>> start
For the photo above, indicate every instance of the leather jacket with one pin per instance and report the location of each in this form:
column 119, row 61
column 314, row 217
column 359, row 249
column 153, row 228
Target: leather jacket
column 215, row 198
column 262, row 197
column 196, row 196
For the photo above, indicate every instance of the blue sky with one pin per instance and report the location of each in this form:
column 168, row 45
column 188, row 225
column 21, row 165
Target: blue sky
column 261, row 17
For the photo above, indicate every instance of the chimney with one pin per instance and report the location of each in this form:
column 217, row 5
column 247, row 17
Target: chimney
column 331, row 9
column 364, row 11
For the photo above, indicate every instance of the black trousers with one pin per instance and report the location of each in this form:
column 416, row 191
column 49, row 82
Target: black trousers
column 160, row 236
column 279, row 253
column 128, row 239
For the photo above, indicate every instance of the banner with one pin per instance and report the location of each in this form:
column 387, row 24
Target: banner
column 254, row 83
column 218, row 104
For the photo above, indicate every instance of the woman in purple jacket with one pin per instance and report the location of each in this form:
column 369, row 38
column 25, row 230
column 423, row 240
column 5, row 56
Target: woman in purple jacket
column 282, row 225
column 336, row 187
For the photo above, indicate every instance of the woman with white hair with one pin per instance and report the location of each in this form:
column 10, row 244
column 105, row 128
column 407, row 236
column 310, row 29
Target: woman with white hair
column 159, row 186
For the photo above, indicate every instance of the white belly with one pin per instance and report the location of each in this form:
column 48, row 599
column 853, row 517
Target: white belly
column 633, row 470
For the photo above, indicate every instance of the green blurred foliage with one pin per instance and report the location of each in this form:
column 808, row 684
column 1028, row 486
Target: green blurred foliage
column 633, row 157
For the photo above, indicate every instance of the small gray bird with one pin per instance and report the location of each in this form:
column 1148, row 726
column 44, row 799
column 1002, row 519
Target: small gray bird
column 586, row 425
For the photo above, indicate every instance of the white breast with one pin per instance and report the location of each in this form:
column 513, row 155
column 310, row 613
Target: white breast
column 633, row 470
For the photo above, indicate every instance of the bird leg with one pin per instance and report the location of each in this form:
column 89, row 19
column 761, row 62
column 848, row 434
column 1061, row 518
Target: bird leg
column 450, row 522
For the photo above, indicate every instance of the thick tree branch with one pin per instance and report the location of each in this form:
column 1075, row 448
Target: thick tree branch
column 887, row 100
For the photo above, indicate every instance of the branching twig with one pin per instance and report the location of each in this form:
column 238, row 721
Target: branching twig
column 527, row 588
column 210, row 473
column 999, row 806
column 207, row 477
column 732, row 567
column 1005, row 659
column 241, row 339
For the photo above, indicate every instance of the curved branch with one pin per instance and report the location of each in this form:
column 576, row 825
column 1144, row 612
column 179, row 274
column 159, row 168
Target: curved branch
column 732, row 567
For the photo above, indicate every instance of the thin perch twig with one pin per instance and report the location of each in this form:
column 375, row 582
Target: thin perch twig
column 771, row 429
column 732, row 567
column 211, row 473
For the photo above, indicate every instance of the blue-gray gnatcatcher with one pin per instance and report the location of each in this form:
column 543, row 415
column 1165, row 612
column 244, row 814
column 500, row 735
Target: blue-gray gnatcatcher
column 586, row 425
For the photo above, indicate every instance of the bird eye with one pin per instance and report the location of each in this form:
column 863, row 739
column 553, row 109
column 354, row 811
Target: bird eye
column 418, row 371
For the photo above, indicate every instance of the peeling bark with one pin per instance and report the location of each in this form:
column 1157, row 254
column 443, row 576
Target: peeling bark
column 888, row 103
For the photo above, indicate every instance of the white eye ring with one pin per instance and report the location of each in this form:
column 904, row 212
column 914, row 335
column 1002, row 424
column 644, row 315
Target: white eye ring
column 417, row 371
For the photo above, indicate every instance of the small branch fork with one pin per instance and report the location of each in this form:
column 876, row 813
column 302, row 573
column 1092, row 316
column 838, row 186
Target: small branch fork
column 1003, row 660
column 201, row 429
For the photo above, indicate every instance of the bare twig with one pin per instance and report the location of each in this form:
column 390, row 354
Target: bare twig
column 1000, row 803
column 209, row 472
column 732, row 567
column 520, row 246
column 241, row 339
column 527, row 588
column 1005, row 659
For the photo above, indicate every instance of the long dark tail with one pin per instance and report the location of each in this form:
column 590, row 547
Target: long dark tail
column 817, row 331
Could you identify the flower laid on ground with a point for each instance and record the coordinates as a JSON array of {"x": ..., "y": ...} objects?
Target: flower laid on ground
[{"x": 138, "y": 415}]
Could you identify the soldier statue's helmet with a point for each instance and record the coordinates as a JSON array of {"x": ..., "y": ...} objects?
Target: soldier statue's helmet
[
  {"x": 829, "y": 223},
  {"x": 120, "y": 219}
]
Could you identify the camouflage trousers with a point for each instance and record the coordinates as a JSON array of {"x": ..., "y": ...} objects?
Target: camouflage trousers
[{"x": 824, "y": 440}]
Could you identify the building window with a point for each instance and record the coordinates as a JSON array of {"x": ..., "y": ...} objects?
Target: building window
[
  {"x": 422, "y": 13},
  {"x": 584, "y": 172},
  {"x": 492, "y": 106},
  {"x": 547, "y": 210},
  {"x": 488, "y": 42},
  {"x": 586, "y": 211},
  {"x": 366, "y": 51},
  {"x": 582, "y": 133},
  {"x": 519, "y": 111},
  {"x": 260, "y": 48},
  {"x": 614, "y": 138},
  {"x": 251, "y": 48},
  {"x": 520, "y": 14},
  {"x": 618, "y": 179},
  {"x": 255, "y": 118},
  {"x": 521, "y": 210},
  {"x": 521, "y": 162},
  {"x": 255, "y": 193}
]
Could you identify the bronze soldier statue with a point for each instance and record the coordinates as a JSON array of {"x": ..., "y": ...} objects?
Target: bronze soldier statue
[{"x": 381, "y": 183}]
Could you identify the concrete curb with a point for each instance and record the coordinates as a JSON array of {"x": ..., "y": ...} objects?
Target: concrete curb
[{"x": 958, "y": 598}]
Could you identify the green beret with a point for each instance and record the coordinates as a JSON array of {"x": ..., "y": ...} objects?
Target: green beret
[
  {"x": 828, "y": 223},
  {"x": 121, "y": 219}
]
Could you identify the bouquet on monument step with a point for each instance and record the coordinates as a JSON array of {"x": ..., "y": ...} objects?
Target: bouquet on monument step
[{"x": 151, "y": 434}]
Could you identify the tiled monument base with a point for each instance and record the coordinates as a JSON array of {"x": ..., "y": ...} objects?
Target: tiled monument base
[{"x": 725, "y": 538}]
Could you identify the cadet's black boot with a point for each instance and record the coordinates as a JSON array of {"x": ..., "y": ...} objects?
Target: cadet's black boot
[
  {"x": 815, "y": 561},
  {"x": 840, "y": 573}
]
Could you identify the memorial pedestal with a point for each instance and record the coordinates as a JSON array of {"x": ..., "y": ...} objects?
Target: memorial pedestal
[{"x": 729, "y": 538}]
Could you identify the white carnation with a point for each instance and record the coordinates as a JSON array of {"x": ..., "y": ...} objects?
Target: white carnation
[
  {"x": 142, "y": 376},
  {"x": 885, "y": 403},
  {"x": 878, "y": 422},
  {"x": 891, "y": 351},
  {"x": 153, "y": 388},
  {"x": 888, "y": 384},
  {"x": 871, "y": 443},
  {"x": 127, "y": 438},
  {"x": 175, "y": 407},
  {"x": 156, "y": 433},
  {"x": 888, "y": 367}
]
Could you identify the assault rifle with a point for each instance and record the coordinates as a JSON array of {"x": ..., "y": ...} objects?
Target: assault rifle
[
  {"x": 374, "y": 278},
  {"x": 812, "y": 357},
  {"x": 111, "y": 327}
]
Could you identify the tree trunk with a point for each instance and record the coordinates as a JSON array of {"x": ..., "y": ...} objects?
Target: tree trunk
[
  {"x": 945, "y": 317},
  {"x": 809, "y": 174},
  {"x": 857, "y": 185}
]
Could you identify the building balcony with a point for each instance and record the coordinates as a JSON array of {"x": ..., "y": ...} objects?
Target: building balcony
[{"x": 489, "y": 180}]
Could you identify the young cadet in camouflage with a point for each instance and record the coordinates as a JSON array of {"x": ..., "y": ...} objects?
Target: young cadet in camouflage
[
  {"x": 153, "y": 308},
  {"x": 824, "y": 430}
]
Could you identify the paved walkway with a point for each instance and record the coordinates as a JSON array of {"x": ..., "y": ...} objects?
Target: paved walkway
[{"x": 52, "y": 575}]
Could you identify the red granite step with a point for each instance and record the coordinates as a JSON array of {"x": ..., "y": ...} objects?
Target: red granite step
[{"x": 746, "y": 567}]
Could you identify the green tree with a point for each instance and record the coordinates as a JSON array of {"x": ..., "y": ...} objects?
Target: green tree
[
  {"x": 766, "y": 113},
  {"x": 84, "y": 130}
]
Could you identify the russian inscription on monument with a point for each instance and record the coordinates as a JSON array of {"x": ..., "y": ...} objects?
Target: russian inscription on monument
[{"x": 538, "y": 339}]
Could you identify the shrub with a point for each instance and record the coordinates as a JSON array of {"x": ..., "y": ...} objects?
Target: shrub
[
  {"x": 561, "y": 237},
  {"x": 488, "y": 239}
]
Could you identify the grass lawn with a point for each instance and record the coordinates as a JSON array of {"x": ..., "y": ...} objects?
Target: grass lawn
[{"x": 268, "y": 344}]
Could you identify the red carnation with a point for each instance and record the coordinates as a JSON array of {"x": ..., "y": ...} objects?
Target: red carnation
>> end
WORK INSTRUCTIONS:
Retype the lines of the data from the one containing "For the photo above, indicate every instance of the thick" through the one containing "column 417, row 371", both of those lines included, with every character unchanged.

TASK RESULT:
For the photo above, indicate every instance of the thick tree branch with one pin per instance and report the location of each in this form:
column 1075, row 448
Target: thick tree branch
column 887, row 100
For the photo above, indicate every instance of the branching twig with one pin per instance and report the location of each in this form:
column 238, row 721
Target: branching twig
column 527, row 588
column 210, row 473
column 999, row 806
column 207, row 477
column 732, row 567
column 1005, row 659
column 241, row 339
For the photo above, indicate every instance of the curved branch with one pin per instance and report the location of each in this form:
column 576, row 825
column 1144, row 612
column 179, row 274
column 159, row 168
Target: curved branch
column 732, row 567
For the photo above, indicate every instance of the thin perch twig with one pin per instance and report the location of each in this form:
column 375, row 582
Target: thin perch twig
column 771, row 429
column 732, row 567
column 211, row 473
For the photo above, indicate every instance of the blue-gray gnatcatcher with one pin per instance and report the location of each in this form:
column 543, row 415
column 1165, row 612
column 244, row 814
column 500, row 735
Target: blue-gray gnatcatcher
column 586, row 425
For the photo above, indicate every instance of the bird eye with one pin per instance and report the location of each in this form:
column 863, row 739
column 553, row 109
column 354, row 811
Target: bird eye
column 418, row 371
For the photo above, indicate every instance of the peeling bark with one pin per instance and report the location of each in this form:
column 1157, row 254
column 443, row 576
Target: peeling bark
column 888, row 103
For the photo above, indicate every instance of the white eye ring with one pin per instance and report the location of each in this form:
column 904, row 212
column 914, row 335
column 1002, row 424
column 644, row 315
Target: white eye ring
column 417, row 371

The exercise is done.